● **DIRECTIVE**
Rewrite the listing below as a two-column CSV with the header text,answer, giving one row to each text with its answer. Put each value in a single quoted field, replacing line breaks with spaces.

[Collected data]
-.-.-

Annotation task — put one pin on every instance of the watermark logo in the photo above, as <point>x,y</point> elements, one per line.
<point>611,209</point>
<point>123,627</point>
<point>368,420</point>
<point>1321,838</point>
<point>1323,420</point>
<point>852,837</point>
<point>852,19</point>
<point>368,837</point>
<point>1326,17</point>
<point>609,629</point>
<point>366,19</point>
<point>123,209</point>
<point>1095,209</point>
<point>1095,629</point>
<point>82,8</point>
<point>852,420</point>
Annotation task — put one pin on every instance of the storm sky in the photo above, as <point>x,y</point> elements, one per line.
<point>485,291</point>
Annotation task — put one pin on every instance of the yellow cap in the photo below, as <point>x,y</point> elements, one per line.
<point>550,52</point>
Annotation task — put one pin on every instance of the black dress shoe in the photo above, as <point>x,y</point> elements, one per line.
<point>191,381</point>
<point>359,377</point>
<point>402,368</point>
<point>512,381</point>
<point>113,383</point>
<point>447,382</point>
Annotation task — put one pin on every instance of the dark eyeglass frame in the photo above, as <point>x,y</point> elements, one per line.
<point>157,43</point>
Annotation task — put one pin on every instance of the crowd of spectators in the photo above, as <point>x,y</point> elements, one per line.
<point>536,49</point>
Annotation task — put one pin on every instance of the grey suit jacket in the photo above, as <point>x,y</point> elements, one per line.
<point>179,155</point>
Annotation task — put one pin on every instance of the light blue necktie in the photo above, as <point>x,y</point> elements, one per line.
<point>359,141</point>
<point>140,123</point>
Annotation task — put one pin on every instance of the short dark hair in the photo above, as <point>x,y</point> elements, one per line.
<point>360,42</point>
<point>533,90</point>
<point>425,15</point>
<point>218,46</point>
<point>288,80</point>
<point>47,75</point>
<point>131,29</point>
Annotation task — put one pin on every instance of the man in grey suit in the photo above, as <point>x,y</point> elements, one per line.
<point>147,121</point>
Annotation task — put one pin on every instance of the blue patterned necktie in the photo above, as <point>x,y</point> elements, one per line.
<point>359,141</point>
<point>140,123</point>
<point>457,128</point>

-.-.-

● **EXPECTED ANSWER**
text,answer
"Annotation task — put one pin on every instance of the watermark logo in the photo above, as <point>x,y</point> elements, one per line.","<point>611,209</point> <point>123,627</point> <point>368,420</point> <point>1321,838</point> <point>1323,420</point> <point>852,837</point> <point>852,19</point> <point>368,837</point> <point>1326,17</point> <point>609,629</point> <point>366,19</point> <point>123,209</point> <point>1095,209</point> <point>1095,629</point> <point>82,8</point> <point>852,420</point>"
"Annotation task — put one pin on every instance of the storm sky in the photo above, as <point>x,y</point> elements, one per line.","<point>485,291</point>"
"Annotation task — put one pin on every instance of the yellow cap in the photo below, as <point>x,y</point> elements, one per line.","<point>550,52</point>"
"Annotation task — put one pin on every instance of the black dress shoe in the photo above, as <point>x,y</point> elements, one per line.","<point>191,381</point> <point>359,377</point> <point>402,368</point> <point>512,381</point> <point>113,383</point> <point>447,382</point>"
"Annotation task — put one pin on every instance of the dark eyeglass frame in the photo above, as <point>x,y</point> elements, one per line.","<point>157,43</point>"
"Annotation task — put one pin on every instance of the crowd of spectators in the photo above, as <point>x,y</point> elements, one per line.","<point>536,49</point>"
"Annotation task — put one pin on every instance of the grey suit jacket in the photo above, as <point>x,y</point> elements, one per line.","<point>179,155</point>"
"Annotation task — put one pin on every instance of the light blue necktie in the photo above, as <point>x,y</point> elements, one per line.","<point>359,141</point> <point>140,123</point>"
"Annotation task — put one pin on every instance of the short dark hair in the photo above, as <point>x,y</point> elements, one per line.","<point>360,42</point> <point>533,90</point> <point>425,15</point> <point>218,46</point> <point>288,80</point> <point>47,75</point> <point>131,29</point>"
"Annotation task — put one pin on every instance of the man in grey suit in the photo above, as <point>x,y</point> elements, one per line.","<point>147,121</point>"
"Annotation task — put one pin on every instance of the blue patterned necktie in the photo above, as <point>x,y</point> elements, one per line.","<point>359,141</point> <point>140,123</point> <point>457,128</point>"